§ Do this:
Return every line of the items below that contains the word "pane".

§ Materials provided:
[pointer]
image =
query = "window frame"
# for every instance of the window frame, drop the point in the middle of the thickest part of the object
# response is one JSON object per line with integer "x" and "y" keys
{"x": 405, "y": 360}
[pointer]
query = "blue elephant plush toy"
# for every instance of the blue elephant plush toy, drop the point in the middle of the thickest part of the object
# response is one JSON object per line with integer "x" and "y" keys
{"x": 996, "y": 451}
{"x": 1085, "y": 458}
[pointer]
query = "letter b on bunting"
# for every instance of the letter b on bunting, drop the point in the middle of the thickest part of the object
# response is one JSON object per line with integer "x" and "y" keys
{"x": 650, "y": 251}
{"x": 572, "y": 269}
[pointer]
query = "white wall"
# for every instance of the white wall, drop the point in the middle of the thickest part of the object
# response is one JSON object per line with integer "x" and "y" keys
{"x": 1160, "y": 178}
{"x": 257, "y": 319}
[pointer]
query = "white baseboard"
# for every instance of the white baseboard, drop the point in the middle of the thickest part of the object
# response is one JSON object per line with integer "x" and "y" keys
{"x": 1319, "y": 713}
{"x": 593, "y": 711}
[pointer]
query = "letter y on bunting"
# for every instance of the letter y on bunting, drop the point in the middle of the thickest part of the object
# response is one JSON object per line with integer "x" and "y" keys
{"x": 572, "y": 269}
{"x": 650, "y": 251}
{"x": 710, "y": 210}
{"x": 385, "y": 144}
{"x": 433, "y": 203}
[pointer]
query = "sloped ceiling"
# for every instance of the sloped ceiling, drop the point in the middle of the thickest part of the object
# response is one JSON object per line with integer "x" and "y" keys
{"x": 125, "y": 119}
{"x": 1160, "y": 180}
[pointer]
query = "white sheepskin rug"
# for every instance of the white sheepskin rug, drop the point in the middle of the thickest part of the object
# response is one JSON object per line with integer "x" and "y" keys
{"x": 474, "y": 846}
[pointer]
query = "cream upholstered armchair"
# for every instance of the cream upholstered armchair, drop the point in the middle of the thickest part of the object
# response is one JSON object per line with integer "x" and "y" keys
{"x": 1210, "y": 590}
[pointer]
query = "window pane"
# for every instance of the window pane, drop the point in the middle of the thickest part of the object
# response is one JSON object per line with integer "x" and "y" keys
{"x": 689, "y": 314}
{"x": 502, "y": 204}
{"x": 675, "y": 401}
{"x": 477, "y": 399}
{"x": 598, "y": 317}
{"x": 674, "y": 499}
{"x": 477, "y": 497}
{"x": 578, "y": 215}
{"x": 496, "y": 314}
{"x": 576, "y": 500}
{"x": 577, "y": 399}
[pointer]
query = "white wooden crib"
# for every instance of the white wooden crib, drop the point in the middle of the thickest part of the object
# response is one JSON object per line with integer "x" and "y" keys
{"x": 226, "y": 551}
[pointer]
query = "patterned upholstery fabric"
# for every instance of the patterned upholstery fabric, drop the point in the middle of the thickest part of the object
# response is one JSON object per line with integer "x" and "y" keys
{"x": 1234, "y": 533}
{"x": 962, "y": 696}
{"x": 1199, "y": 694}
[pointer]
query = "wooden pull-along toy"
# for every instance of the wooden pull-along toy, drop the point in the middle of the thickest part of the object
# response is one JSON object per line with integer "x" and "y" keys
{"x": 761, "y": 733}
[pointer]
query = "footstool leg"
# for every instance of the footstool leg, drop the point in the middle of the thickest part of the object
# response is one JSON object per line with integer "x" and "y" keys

§ Task output:
query = "window pane"
# for every instance of the window pane, drop the point in the middle of the thickest part of the object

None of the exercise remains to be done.